Extrait ▸
--
Rentrée littéraire : A crier dans les ruines, Alexandra Koszelyk

A crier dans les ruines Alexandra Koszelyk

©Karine Fléjo photographie

Alexandra Koszelyk nous offre un premier roman absolument envoûtant, celui d’un amour puissant entre deux adolescents que le drame de Tchernobyl va séparer. L’amour survit-il au temps, à la distance et aux mensonges ? Une histoire d’amour forte et belle, mais aussi l’histoire d’un exil. Et de la folie des hommes. Un coup de cœur de cette rentrée littéraire.

Le drame de Tchernobyl et ses victimes collatérales

Léna et Ivan vivent à Pripiat, en Ukraine, à 3 kilomètres de Tchernobyl. Les parents de Léna sont d’éminents scientifiques qui travaillent au bon fonctionnement de la centrale. Rien à voir avec la famille de Ivan, entièrement vouée au travail de la terre et à l’élevage des animaux. D’un côté la technologie et de l’autre, la nature. Deux sphères sociales distinctes, reliées par l’amitié puissante qui relie deux de leurs enfants, Léna et Ivan. Une relation forte, exclusive, au point qu’ils sont vite surnommés « les inséparables ».

Inséparables jusqu’à ce que l’incendie d’avril 1986 dans la centrale de Tchernobyl en décide autrement.

Conscient de l’extrême danger que représentent les radiations pour sa famille, le père de Léna prend la fuite pour la France avec sa femme, sa fille et sa belle-mère Zenka. Faute d’informations claires sur le drame qui vient de se dérouler, la population ne prend pas conscience du péril qui la menace. Il faudra que les autorités interviennent, plusieurs jours après, et déplace les populations vers des camps provisoires, pour que Ivan et sa famille quittent leur ferme. Mais Ivan conserve en lui l’espoir que Léna reviendra. Au fil des mois et des années, il s’arc-boute à cet espoir comme à une bouée.

En France, Léna nourrit-elle cette même envie ? A-t-elle trouvé dans ce pays une terre suffisamment accueillante pour s’y fondre, gommer ses racines, ses souvenirs, ses traditions, comme son père l’y invite ? Tandis que le mur de Berlin tombe, trois ans plus tard, c’est un mur d’incompréhension qui s’érige entre Léna et ses parents : comment son père peut-il lui interdire de parler de son pays, de ses origines ? Comment sa mère peut-elle adopter le style de ses nouvelles amies françaises et oublier aussi facilement tout ce qui a forgé son identité jusqu’ici, sa culture, ses traditions, sa langue ? Heureusement, Léna peut compter sur sa douce Zenka pour faire vivre dans les histoires qu’elle lui raconte, cette chère Ukraine laissée derrière eux, pour la comprendre et l’apaiser.
--
Données fournies ▸
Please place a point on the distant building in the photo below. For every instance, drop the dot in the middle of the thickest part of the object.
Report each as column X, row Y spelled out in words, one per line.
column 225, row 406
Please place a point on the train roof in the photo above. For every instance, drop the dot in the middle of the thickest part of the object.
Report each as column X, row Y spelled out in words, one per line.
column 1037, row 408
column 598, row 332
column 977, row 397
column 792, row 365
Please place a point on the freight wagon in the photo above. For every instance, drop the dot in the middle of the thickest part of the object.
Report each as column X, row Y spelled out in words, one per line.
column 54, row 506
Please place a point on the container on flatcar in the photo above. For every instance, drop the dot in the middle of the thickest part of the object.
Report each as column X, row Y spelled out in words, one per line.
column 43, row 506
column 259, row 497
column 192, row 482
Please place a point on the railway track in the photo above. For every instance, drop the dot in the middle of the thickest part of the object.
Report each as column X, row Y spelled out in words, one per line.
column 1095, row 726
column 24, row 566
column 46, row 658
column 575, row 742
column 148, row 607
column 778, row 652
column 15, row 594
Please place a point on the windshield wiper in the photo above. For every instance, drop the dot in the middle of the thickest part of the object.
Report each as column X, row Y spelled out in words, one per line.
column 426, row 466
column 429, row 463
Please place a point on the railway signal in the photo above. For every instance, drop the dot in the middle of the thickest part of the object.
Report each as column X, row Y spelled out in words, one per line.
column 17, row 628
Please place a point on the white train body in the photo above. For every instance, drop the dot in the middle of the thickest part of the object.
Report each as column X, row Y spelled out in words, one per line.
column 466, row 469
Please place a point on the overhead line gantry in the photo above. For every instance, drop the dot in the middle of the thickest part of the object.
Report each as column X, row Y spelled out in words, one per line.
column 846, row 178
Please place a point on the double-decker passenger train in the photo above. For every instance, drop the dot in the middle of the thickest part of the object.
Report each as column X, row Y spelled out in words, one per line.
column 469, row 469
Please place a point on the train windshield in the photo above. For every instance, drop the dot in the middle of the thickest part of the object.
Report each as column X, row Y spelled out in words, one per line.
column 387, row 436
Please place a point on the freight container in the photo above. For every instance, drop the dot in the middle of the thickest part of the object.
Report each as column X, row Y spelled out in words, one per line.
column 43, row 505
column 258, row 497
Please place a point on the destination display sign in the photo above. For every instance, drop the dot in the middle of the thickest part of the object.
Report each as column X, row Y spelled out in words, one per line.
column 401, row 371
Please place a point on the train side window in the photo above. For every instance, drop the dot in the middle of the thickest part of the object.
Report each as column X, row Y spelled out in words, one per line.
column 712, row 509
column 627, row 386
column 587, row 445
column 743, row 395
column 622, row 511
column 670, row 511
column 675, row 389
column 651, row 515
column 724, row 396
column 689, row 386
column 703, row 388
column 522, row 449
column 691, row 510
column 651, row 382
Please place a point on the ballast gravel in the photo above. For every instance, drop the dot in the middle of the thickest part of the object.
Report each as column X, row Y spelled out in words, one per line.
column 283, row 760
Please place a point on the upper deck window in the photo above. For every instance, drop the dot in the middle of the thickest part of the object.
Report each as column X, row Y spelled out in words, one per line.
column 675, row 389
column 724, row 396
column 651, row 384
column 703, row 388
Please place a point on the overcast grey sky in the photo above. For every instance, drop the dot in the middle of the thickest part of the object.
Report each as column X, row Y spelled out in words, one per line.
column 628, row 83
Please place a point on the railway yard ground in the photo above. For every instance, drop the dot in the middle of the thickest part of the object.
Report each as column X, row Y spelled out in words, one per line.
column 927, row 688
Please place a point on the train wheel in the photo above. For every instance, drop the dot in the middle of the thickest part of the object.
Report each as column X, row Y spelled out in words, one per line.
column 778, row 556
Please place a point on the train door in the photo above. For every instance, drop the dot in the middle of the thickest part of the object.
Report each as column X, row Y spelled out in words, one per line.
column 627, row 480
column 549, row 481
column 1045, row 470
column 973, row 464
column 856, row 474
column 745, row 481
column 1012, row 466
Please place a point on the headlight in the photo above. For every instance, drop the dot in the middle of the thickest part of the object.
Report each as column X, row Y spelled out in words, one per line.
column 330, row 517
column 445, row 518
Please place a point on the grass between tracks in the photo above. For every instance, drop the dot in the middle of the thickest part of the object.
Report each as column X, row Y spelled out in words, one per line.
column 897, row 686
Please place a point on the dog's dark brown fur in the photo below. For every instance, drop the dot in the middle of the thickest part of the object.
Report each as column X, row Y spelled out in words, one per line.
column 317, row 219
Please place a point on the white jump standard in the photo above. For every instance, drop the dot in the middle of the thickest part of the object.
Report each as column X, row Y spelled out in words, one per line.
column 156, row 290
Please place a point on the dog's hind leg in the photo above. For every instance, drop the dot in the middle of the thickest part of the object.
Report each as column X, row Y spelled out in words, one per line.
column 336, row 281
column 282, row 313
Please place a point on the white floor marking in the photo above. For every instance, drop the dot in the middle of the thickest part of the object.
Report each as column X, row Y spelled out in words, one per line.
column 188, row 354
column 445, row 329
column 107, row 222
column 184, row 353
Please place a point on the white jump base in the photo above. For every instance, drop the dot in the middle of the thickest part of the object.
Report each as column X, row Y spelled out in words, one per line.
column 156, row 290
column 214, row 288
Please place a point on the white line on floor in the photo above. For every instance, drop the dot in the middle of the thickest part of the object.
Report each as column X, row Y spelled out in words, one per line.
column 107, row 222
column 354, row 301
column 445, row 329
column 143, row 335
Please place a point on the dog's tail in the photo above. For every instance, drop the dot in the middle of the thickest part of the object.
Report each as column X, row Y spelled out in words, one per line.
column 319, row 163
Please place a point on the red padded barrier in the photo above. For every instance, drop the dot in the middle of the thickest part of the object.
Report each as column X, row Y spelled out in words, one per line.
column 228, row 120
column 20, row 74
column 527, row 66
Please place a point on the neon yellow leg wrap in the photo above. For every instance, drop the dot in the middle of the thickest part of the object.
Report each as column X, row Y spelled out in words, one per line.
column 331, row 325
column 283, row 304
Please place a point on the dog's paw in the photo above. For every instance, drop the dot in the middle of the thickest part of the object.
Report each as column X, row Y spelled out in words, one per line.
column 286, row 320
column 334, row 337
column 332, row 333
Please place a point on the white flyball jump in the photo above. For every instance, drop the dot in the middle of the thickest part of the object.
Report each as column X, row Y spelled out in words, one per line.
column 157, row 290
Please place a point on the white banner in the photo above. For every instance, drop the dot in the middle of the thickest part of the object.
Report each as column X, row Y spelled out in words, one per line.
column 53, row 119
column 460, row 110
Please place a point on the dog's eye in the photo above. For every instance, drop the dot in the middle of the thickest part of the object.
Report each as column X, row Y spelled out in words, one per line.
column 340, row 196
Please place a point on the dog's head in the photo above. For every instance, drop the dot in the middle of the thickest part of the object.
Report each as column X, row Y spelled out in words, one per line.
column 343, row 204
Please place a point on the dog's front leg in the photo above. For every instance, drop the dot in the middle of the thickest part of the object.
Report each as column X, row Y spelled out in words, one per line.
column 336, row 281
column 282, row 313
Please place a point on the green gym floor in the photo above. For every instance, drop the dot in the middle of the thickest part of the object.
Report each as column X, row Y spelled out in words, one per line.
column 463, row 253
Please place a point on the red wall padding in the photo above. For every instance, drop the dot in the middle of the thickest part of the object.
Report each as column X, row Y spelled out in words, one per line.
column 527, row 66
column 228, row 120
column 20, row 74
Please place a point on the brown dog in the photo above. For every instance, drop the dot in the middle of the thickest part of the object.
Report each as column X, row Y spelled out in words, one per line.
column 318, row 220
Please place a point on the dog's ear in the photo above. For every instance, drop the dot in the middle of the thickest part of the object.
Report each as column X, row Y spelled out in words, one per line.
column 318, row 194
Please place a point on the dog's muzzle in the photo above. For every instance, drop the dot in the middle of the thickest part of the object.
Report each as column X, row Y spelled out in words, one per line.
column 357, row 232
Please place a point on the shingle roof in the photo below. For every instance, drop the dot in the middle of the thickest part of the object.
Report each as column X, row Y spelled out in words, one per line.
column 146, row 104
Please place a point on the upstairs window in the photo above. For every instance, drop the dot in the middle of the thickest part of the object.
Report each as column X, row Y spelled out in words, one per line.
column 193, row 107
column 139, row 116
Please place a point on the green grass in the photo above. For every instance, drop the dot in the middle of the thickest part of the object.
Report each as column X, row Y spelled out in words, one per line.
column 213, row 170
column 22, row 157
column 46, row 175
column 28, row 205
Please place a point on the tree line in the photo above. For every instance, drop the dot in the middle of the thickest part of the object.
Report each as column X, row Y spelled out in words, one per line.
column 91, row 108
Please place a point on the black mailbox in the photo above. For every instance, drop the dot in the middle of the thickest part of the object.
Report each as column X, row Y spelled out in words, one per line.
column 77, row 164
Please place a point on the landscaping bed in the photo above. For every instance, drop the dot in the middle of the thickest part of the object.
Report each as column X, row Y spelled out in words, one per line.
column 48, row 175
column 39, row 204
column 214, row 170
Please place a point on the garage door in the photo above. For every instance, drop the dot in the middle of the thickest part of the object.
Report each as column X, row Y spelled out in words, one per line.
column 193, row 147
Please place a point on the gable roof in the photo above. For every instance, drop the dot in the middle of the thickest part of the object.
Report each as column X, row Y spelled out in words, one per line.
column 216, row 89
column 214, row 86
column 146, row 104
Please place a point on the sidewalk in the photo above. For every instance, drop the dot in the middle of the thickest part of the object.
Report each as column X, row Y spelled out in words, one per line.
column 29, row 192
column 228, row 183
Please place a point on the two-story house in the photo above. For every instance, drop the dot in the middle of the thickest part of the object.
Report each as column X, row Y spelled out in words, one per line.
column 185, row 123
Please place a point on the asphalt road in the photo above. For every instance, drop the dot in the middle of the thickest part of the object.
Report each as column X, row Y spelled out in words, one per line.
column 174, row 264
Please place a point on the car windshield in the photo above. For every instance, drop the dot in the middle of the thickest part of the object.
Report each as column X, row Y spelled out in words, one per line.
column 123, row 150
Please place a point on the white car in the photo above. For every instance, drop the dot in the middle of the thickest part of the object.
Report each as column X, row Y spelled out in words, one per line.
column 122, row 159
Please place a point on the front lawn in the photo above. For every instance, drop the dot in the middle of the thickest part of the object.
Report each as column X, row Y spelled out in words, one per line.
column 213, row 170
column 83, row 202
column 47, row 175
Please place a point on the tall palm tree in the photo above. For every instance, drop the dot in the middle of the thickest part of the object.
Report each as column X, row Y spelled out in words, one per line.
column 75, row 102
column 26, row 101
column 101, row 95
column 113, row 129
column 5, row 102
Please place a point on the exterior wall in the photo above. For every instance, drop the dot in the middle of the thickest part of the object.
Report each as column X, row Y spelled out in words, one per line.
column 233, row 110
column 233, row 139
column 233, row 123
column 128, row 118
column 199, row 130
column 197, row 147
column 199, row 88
--
Consignes à suivre ▸
(a) Pouvez-vous réécrire sous forme de liste plus brève le paragraphe de l'extrait qui commence par « Conscient de l'extrême danger », en conservant ses faits principaux ?
(b) Quels sont tous les noms de lieux (villes, pays) cités dans l'extrait ?
(c) Pouvez-vous poursuivre l'extrait sur le roman À crier dans les ruines à partir de sa dernière phrase ?

Réponses dans l'ordre ▸
(a)
- Conscient du danger des radiations, le père de Léna fuit en France avec sa femme, sa fille et sa belle-mère Zenka.
- Faute d'informations claires, la population ne prend pas conscience du péril.
- Plusieurs jours plus tard, les autorités déplacent les populations vers des camps provisoires. Ivan et sa famille quittent alors leur ferme.
- Ivan garde l'espoir que Léna reviendra et s'y accroche au fil des mois et des années.

(b) Pripiat, Ukraine, Tchernobyl, France, Berlin

(c)
L’amour entre Léna et Ivan aura-t-il péri lui aussi sous les radiations, l’usure du temps et la distance ? Ou l’appel du cœur et des racines sera-t-il plus fort que tous, plus fort que tout ?

Une histoire d’amour vibrante, mais aussi une histoire d’exil

Alexandra Koszelyk nous offre non seulement une belle histoire d’amour, mais aussi un voyage. Un voyage non choisi mais subi celui-là, celui de l’exil. Avec beaucoup de finesse et de sensibilité, elle souligne les écueils rencontrés par les nouveaux arrivants sur leur terre d’accueil. Barrage de la langue, barrage de la culture, auxquels s’ajoute la méfiance, la peur que ces ukrainiens ne véhiculent des maladies graves suite aux radiations. Peut-on renier ses racines ? Ou garde-t-on en soi par-delà le temps et la distance ce sentiment d’appartenance au pays natal ? L’exil est-il irréversible ?

Un roman qui est aussi une très belle ode à la nature, cette nature que l’homme tente de dompter, ce qui aboutit parfois à des drames. Mais une nature plus forte que tout, qui tôt ou tard, forte et fière, reprend toujours ses droits. Comme Léna reprend les rênes de sa vie.

Un roman matinée de mythologie, qui se lit en apnée.